## Work instruction
For this exercise, repeat the whole listing below exactly. Leave the pictures out.
#### Dataset content ####
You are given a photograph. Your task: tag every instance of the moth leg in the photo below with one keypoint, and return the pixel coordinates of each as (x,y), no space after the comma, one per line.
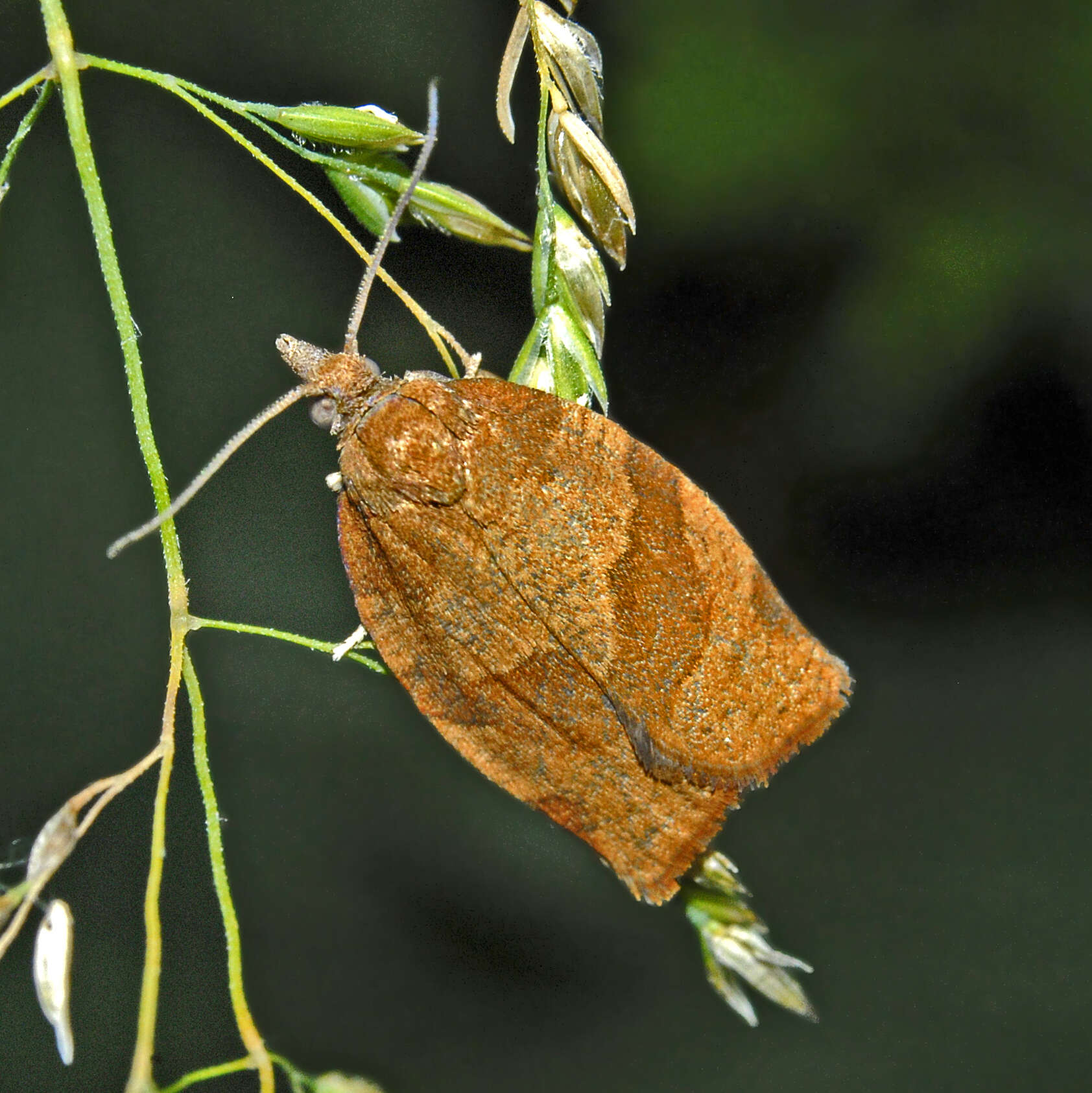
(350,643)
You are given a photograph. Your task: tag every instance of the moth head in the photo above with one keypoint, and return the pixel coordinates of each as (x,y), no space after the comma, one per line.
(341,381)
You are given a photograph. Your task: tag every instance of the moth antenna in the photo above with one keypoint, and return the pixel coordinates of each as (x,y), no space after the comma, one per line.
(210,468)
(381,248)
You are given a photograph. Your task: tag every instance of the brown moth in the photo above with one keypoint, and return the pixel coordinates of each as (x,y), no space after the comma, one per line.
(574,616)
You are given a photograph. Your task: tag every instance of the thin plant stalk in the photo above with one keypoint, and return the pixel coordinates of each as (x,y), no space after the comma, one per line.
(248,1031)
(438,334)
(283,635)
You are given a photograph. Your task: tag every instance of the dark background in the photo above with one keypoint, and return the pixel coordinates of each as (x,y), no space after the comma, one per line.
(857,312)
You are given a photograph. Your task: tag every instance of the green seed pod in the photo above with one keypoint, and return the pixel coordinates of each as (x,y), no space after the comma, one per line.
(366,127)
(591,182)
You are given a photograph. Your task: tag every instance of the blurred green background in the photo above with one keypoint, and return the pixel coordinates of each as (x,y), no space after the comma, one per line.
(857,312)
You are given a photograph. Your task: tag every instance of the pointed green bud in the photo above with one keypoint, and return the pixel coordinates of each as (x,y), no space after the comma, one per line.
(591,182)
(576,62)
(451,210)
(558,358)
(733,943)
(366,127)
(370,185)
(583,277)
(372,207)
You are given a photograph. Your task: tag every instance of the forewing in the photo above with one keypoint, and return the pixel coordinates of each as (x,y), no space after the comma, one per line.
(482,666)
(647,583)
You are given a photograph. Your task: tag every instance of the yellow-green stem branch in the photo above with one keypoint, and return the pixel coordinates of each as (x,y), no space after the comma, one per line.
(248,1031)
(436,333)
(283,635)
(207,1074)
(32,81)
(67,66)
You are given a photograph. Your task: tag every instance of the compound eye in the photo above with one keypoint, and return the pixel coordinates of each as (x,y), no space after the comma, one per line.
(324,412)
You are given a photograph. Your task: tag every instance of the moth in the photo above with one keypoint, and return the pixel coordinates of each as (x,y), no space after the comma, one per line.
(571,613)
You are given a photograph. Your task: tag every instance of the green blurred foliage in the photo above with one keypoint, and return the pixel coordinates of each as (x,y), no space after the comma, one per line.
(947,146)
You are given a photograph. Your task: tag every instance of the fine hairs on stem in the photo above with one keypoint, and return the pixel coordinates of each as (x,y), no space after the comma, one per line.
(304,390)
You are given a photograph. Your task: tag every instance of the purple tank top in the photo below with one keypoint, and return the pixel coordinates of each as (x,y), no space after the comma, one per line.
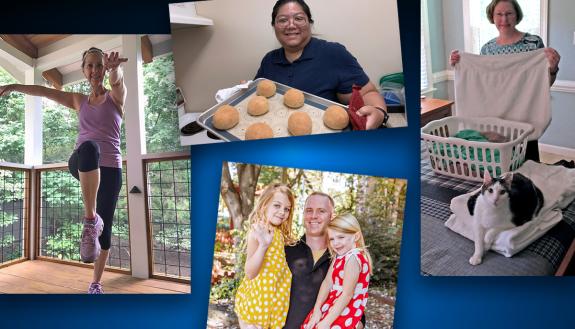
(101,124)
####
## Written reply
You are given a photograph. Your task: tag every instance of the moth leg in the photo below with one keypoint, and return the pixel coordinates of each as (x,y), no space after the comma, one per line.
(350,643)
You are given a photograph. Your task: tag every instance of the moth head in the photo above with one keypoint, and return the pixel coordinates of each as (x,y), no space after the comma, one per line.
(341,381)
You are given a photograph. Your task: tag every instance of the moth antenna in the photo above with one keypoint, and return the pixel coordinates of each as (x,y), no space after the comma, one per line.
(210,468)
(381,248)
You are given a photograph. Your task: tag every instance of the brown moth in the photo above with one keypoint, and return the pixel coordinates of each as (x,y), no space after the comma, one per line.
(574,616)
You are given a photograph. Your task: tag every instance of the thin plant stalk in the photo above with one keypoint, and return the pixel coordinates of each as (x,y), no space after the comma, one per line.
(248,1031)
(438,334)
(283,635)
You are given a photograph. Your task: tag every instance of the dark background in the photo above with one keypoint, and return the pixel coordinates of each as (x,y), no space after the comma, one per line.
(857,312)
You are given a photograph. Your task: tag every instance of the green seed pod in the photo above with one keypoint, and return the pixel coordinates of each as (x,y), no space after the comma, one per line.
(366,127)
(591,182)
You are given a photograph. Your task: tag every instance of the blurred green background in the photo above with one keypoint, and return the pixel coordinates of each as (x,y), no space after the comma, one per line.
(857,312)
You are given a photograph. Your task: tag every instance of the pointed green bud in the photo above with one keypoint, and return the pixel coordinates of each as (x,y), no space after the comma, one per line.
(591,182)
(576,62)
(451,210)
(558,358)
(733,943)
(366,127)
(370,185)
(583,277)
(372,207)
You are given a photograph. Your task: tag every instance of the forewing in the photo above with one keypoint, and return the pixel coordinates of each as (x,y), no space after the comma, one per line.
(482,666)
(647,583)
You are given a photograph. Your task: tag every instance of the yellow-green stem branch in the photo above with one keypoint, and return the pixel coordinates of each as (x,y), no space after the comma, one per line.
(248,1031)
(436,333)
(283,635)
(207,1074)
(32,81)
(67,66)
You are given a photograph. Your task: tag every instance of the compound eye in the photo above with one keypoint, and return the pixel coordinates of each as (x,y), no space after the comma, one per line.
(324,412)
You are given a photograph. Your task: tag every instance of the moth in the photo above with one keypoint, and return the pixel coordinates of each as (x,y), no space after the comma, one per line.
(571,613)
You are given a photograph. Your task: tag every instance of the green blurred foliage in the photo above with one keypoint, and return the pixel coordinates of each as (x,y), no space after the comma, one per line.
(947,146)
You are given a photograph. Your task: tag every instance of the fine hairs on stem in the photo above with one keypoint, and return the pixel coordinates of each as (x,y), no space after the comma, one per line.
(304,390)
You are given a photograph. Your task: tag every instance of the purple tank top in the photo below with one keypoint, and return the pixel coordinates of each as (x,y), no space after the comma, one per line.
(101,124)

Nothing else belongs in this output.